* **DO THIS**
Rewrite all of the lines below, replacing every occurrence of "place one marker on" with "put a single point on" and keeping everything else the same. Leave the pictures out of your answer.

[Collected data entries]
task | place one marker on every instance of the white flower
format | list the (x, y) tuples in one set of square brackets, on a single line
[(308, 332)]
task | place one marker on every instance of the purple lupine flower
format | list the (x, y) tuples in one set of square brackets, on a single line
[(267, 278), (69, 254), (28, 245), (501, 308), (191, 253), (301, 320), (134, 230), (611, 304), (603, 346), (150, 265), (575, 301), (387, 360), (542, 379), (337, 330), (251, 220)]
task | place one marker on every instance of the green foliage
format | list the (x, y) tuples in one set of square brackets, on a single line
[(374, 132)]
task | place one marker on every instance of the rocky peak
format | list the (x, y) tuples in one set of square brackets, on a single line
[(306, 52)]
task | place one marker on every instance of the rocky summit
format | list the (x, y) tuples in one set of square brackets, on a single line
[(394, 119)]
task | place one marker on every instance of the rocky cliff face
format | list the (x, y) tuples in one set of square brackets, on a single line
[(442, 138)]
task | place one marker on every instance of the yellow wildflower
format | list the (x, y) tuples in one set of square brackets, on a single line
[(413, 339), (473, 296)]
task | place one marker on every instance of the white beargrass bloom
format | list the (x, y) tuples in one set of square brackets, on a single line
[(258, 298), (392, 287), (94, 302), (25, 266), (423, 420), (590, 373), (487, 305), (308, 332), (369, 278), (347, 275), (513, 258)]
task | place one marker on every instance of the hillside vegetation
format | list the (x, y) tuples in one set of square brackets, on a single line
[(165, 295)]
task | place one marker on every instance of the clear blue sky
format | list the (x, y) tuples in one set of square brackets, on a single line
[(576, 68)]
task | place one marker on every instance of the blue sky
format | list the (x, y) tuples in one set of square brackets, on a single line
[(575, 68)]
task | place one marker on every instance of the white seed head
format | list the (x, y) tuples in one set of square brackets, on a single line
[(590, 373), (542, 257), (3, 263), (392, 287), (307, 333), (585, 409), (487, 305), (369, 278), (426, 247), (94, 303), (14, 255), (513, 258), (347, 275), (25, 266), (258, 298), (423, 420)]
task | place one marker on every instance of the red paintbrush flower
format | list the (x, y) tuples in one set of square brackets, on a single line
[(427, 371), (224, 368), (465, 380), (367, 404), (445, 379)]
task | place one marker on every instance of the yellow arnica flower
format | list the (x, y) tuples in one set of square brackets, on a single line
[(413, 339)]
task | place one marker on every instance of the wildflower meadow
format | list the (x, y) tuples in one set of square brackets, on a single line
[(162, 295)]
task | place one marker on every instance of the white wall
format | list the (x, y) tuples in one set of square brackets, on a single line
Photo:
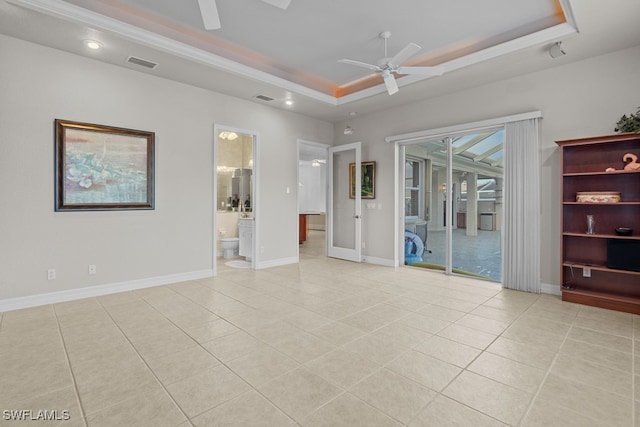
[(577, 100), (38, 85)]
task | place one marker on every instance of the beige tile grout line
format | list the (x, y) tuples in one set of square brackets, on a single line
[(189, 419), (73, 377), (546, 375)]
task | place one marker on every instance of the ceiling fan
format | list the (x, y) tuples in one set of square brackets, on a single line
[(211, 19), (390, 66)]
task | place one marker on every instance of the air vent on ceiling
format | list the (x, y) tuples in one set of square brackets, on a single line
[(142, 62), (264, 98)]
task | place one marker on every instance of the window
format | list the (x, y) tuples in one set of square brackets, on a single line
[(486, 190), (413, 188)]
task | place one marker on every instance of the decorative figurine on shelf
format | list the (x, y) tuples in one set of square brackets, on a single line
[(633, 164)]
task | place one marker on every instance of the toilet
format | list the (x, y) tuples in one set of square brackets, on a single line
[(230, 247)]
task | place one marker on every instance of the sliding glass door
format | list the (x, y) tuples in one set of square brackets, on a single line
[(453, 204)]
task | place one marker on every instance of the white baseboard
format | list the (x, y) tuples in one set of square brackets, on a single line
[(547, 288), (276, 262), (379, 261), (99, 290)]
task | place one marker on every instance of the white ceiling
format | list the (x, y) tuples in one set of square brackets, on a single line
[(293, 53)]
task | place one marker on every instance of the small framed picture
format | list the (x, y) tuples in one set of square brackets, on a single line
[(368, 180)]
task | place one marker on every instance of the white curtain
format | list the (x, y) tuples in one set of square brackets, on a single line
[(521, 248)]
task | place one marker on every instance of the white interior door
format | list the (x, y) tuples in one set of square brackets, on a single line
[(344, 208)]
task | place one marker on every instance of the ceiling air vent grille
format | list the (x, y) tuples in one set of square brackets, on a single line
[(142, 62), (264, 98)]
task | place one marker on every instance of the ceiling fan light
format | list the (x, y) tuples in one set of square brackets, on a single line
[(555, 50)]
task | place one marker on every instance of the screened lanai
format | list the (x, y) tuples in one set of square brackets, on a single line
[(476, 181)]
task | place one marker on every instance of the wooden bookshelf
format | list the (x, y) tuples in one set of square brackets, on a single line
[(585, 277)]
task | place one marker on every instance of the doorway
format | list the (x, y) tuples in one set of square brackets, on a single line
[(235, 198), (453, 206), (312, 197)]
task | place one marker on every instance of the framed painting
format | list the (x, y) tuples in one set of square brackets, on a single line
[(368, 180), (103, 167)]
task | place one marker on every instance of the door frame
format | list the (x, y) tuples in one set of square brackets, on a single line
[(334, 251), (326, 147), (255, 193), (402, 140)]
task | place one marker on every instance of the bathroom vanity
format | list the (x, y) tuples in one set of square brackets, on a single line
[(245, 233)]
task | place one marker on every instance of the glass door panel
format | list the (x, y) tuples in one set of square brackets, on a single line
[(344, 222), (462, 196)]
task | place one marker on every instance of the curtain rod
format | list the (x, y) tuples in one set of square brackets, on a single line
[(463, 128)]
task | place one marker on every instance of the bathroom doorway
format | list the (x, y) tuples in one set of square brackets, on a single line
[(235, 198), (312, 197)]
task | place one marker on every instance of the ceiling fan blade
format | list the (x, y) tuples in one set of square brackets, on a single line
[(282, 4), (422, 71), (407, 52), (390, 82), (209, 12), (360, 64)]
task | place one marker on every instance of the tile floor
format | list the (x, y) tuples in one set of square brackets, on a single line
[(322, 343)]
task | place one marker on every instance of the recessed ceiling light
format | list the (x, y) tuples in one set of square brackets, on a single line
[(92, 44)]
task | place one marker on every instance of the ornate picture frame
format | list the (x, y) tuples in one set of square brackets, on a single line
[(100, 167), (368, 180)]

* **WORKED SOLUTION**
task | put a single point on every instance of the white flower
format | list the (x, y) tuples in one set of square brackets, on a single line
[(308, 332)]
task | put a single point on every instance of the purple lupine flower
format | list the (x, y) tuples in one set of square brackets, on a single line
[(267, 278), (69, 254), (28, 245), (501, 308), (191, 253), (301, 320), (134, 230), (611, 304), (603, 346), (150, 265), (575, 301), (387, 360), (542, 379), (337, 330), (251, 220)]
task | put a single point on every instance of the green foliage
format | list the (x, y) tuples in one set of square brackets, on a single line
[(374, 132)]
task | put a single point on every instance of the rocky peak
format | list the (x, y) tuples in one set of square brackets, on a single line
[(306, 52)]
task | put a single point on every instance of the rocky summit
format | list the (x, y) tuples in one set of square brackets, on a single line
[(394, 119)]
task | put a single point on every instance of the rocky cliff face
format | list the (x, y) tuples in one set of square brackets, on a single line
[(442, 138)]
task | put a single point on every instance of the yellow wildflower
format | list the (x, y) tuples in one set of square brackets, on a single line
[(413, 339), (473, 296)]
task | put a single point on every instance of the white beargrass bloom
format | list the (x, y) tuples in one set of square brackets, on a single line
[(258, 298), (392, 287), (94, 302), (25, 266), (423, 420), (590, 373), (487, 305), (308, 332), (369, 278), (347, 275), (513, 258)]
task | put a single point on every instance of the hillside vegetation
format | list the (x, y) tuples in one set of square brackets, on a single line
[(165, 295)]
task | put a single point on every instance of the clear blue sky
format | list the (x, y) tuples in one set of square brackets, on a single line
[(576, 68)]
task | put a single point on every instance of the blue sky
format | list the (x, y) tuples in one set of square brackets, on a single line
[(575, 68)]
task | put a single point on every instance of the white seed head
format | list the (x, y) tuples in one set of square brackets, on a single line
[(590, 373), (542, 257), (3, 263), (392, 287), (307, 333), (585, 409), (487, 305), (369, 278), (426, 247), (94, 303), (14, 255), (513, 258), (347, 275), (25, 266), (258, 298), (423, 420)]
task | put a single point on every instance of the red paintbrush flower
format | list the (x, y) tuples in one set of square brackets, on a single line
[(427, 371), (224, 368), (465, 380), (367, 404), (445, 379)]
task | put a single point on every instance of the yellow arnica flower
format | list the (x, y) tuples in one set of square brackets, on a single line
[(413, 339)]
task | put a single point on every instance of the wildflower meadow
format | list the (x, y) tuples in one set of square brackets, on a single line
[(162, 295)]
task | put a single point on every instance of the white wall
format | list the (x, y) tuples in one set of square brackets, on a single line
Photo:
[(577, 100), (38, 85)]
task | put a single point on every instance of the beige tile grout line
format | list the (x, y) tuples in one set of square brackets, on a single line
[(189, 419), (73, 377), (546, 375)]
task | put a single point on every instance of the ceiling fan
format | list the (x, y) tuples in one set of square brackets, on a single line
[(211, 19), (390, 66)]
task | put a single point on every instance of the air vent on ceiling
format | list the (x, y) tuples in one set of square brackets, on a single line
[(142, 62), (264, 98)]
task | put a single point on every instance of the window
format | list the (x, y) tuples in one set of square brackets, on a single line
[(486, 190), (413, 188)]
task | put a single point on every instance of the decorative figurine on shelf
format | list the (x, y) tuples in one set of square brackets, on a single line
[(633, 164)]
task | put a single point on every instance of the toilet
format | list the (x, y) tuples in one set of square brackets, on a single line
[(230, 247)]
task | put a single point on every instance of the sliding glass door
format | list the (x, y) tuples in one set of square brackets, on a single line
[(453, 204)]
task | put a single point on every instance of the white baseboard
format | list the (x, y) tuples in one set of square brackets, on a single line
[(547, 288), (276, 262), (379, 261), (99, 290)]
task | put a single point on every instance of the white ceiling
format | list the (x, y) tuples in one set of square brackets, on a single line
[(293, 53)]
task | put a single point on every instance of the small framed picture
format | list the (x, y) tuples in one set of square brackets, on a single line
[(368, 180)]
task | put a single point on every instance of the white curtain
format | list the (x, y) tuples in one set of square brackets, on a single line
[(521, 248)]
task | put a single point on every instance of the white interior door
format | list the (x, y) tuples in one set of square brackets, on a single line
[(344, 208)]
task | put a single point on every instance of the ceiling air vent grille
format | list the (x, y) tuples in one set of square brackets, on a single line
[(142, 62), (264, 98)]
task | put a single point on every instance of the ceiling fan light
format | list the (x, y) tuples in one set of square brackets, on a single line
[(555, 50)]
task | put a single point on every instance of the screened lanai
format | list the (x, y) tuples in one set of square brackets, on a single line
[(476, 181)]
task | put a single point on every instance of the wooden bookshelf
format | list the (x, y) tuples in one set of square brackets, on a single line
[(585, 277)]
task | put a single point on every instance of the doorway
format | list the (x, y) tuples in one set of square brackets, on a single line
[(235, 198), (453, 206), (312, 197)]
task | put a single point on every instance of the framed painting
format | list the (x, y) tuples in one set of square brackets, on a single line
[(368, 180), (103, 167)]
task | put a single point on every instance of the door frame
format | list the (x, y) tuples in one set of square brackets, on a single line
[(334, 251), (326, 147), (255, 193), (402, 140)]
task | put a single point on every instance of the bathroom vanity
format | list the (x, y) tuples in one set of square brackets, on a single line
[(245, 233)]
task | put a single point on every instance of the glass door panel
format | list the (x, y) tuples in one set of square brackets, on a single line
[(344, 222), (462, 196)]
task | put a single point on every instance of the curtain rod
format | list the (x, y) tuples in one set of square brackets, on a single line
[(463, 128)]
task | put a single point on every instance of the bathroom doorway
format | list the (x, y) tuples in one set of square brackets, on a single line
[(235, 198), (312, 197)]
task | put a single point on every instance of the ceiling fan blade
format | list the (x, y) tuples in one set of square brackets, on a single line
[(282, 4), (422, 71), (407, 52), (390, 82), (209, 12), (360, 64)]
task | put a single point on every instance of the tile floor
format | list the (x, y) tuples in one set of square brackets, on a single line
[(322, 343)]
task | put a single point on every instance of the recessed ceiling light
format | list the (x, y) tuples in one set of square brackets, on a single line
[(92, 44)]
task | put a single point on every instance of the ornate picture frame
format | list the (x, y) tuples in one set of square brackets, on a single line
[(100, 167), (368, 180)]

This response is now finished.